Beginning at the line that includes "building in the photo above.", return each line exactly through the end of the listing, and no line before it.

+++ Entries shown +++

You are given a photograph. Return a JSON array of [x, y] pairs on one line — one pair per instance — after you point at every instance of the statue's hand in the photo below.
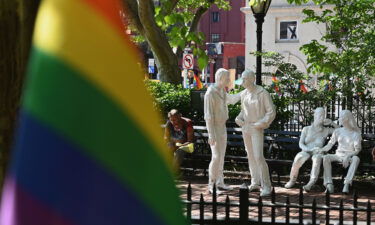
[[346, 161], [211, 141], [327, 122], [239, 122], [316, 150]]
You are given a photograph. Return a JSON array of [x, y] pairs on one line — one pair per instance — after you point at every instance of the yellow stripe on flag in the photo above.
[[58, 32]]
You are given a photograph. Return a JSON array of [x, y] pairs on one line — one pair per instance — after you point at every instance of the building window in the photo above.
[[288, 30], [215, 38], [215, 17]]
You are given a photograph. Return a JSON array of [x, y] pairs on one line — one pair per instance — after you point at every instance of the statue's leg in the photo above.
[[315, 170], [299, 160], [354, 162], [250, 155], [260, 161], [222, 145], [216, 154], [327, 164]]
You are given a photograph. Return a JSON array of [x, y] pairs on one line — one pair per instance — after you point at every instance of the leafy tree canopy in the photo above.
[[351, 31]]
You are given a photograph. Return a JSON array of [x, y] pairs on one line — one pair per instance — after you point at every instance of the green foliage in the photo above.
[[168, 96], [286, 91], [176, 22], [351, 30]]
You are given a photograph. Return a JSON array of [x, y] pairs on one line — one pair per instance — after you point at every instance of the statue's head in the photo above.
[[222, 77], [347, 120], [319, 116], [174, 116], [248, 78]]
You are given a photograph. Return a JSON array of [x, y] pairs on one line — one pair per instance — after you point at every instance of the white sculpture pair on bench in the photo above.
[[257, 113], [312, 140]]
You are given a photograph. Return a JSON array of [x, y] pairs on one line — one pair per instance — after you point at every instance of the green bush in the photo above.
[[168, 96]]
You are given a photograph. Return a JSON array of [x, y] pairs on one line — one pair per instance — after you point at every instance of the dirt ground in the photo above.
[[365, 189]]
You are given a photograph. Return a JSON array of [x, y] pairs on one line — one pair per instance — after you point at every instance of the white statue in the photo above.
[[257, 113], [311, 141], [216, 114], [349, 140]]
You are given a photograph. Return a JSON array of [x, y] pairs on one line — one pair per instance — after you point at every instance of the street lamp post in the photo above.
[[260, 11]]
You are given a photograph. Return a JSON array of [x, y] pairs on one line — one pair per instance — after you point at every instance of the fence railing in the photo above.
[[244, 204], [362, 109]]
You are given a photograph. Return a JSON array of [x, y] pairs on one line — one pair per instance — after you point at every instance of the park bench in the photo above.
[[280, 149], [278, 145]]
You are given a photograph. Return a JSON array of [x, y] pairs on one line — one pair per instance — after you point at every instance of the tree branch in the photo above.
[[168, 10], [194, 24], [131, 7]]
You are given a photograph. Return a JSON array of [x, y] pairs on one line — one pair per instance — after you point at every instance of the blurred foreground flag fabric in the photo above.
[[88, 150]]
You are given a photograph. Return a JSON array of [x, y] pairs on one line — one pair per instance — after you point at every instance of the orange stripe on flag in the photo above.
[[110, 9]]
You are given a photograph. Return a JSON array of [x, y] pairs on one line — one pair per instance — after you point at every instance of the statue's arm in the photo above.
[[209, 115], [302, 140], [270, 112], [357, 144], [331, 142], [240, 121], [233, 98]]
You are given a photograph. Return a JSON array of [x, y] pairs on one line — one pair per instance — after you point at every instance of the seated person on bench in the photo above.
[[311, 140], [178, 132], [348, 140]]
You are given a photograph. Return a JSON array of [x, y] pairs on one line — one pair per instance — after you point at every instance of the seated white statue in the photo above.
[[349, 145], [311, 140]]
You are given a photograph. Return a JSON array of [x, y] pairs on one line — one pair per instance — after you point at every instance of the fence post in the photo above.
[[244, 204], [300, 202], [260, 210], [227, 208], [214, 204], [341, 213], [188, 205], [201, 210], [287, 210], [355, 205], [368, 212], [273, 196], [327, 207], [313, 211]]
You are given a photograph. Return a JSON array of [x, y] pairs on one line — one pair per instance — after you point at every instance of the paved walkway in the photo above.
[[366, 192]]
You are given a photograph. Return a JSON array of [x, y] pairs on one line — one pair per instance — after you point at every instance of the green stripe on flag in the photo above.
[[60, 97]]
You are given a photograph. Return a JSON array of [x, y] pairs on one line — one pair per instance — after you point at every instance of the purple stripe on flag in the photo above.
[[60, 175], [19, 208]]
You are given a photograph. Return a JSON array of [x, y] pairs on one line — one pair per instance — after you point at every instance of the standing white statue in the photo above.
[[349, 140], [311, 141], [257, 113], [216, 114]]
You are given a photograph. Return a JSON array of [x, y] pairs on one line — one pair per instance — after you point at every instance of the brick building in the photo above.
[[225, 37]]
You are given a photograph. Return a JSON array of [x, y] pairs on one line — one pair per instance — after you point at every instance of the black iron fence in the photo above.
[[362, 109], [244, 204]]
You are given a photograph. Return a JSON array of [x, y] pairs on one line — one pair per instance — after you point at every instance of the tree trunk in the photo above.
[[17, 21], [166, 60]]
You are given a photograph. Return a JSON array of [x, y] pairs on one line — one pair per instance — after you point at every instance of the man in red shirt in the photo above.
[[178, 132]]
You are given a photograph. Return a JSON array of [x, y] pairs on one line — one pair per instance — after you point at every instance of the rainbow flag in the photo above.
[[275, 85], [302, 87], [197, 82], [89, 148]]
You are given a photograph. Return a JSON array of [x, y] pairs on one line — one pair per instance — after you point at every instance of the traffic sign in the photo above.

+++

*Output below:*
You are given a photograph. Return a JSON array of [x, y] pairs on one line — one pair per instance — after you point at every instance of the brick building in the photo above.
[[225, 37]]
You are given a photograph. Return a JSON array of [x, y] pairs on one line — one pair per instance — after you point at every instance of the black iron fence in the photo above.
[[362, 109], [244, 204]]
You are given a photograph. Return a JSON array of [x, y] pairs on one line — one pair per instance — after you point at every instance of the tree trunk in the photo above.
[[17, 21], [166, 60]]
You are given a photograph. Return a JSON array of [x, y] pairs on one line — one pair per instance — after you point at every instance of the man in red shirt in the photo above.
[[178, 132]]
You are given a photograph. Return a JSON array of [x, y] pairs on one line — one pair per instance — after you point at every instance of the rainbow flag in the photo above.
[[275, 85], [302, 87], [197, 82], [89, 148]]
You are given a photograph. Return a JSON array of [x, y] pairs on one line — one pair per instance — after you point at every instance of the traffic sign in the photo above.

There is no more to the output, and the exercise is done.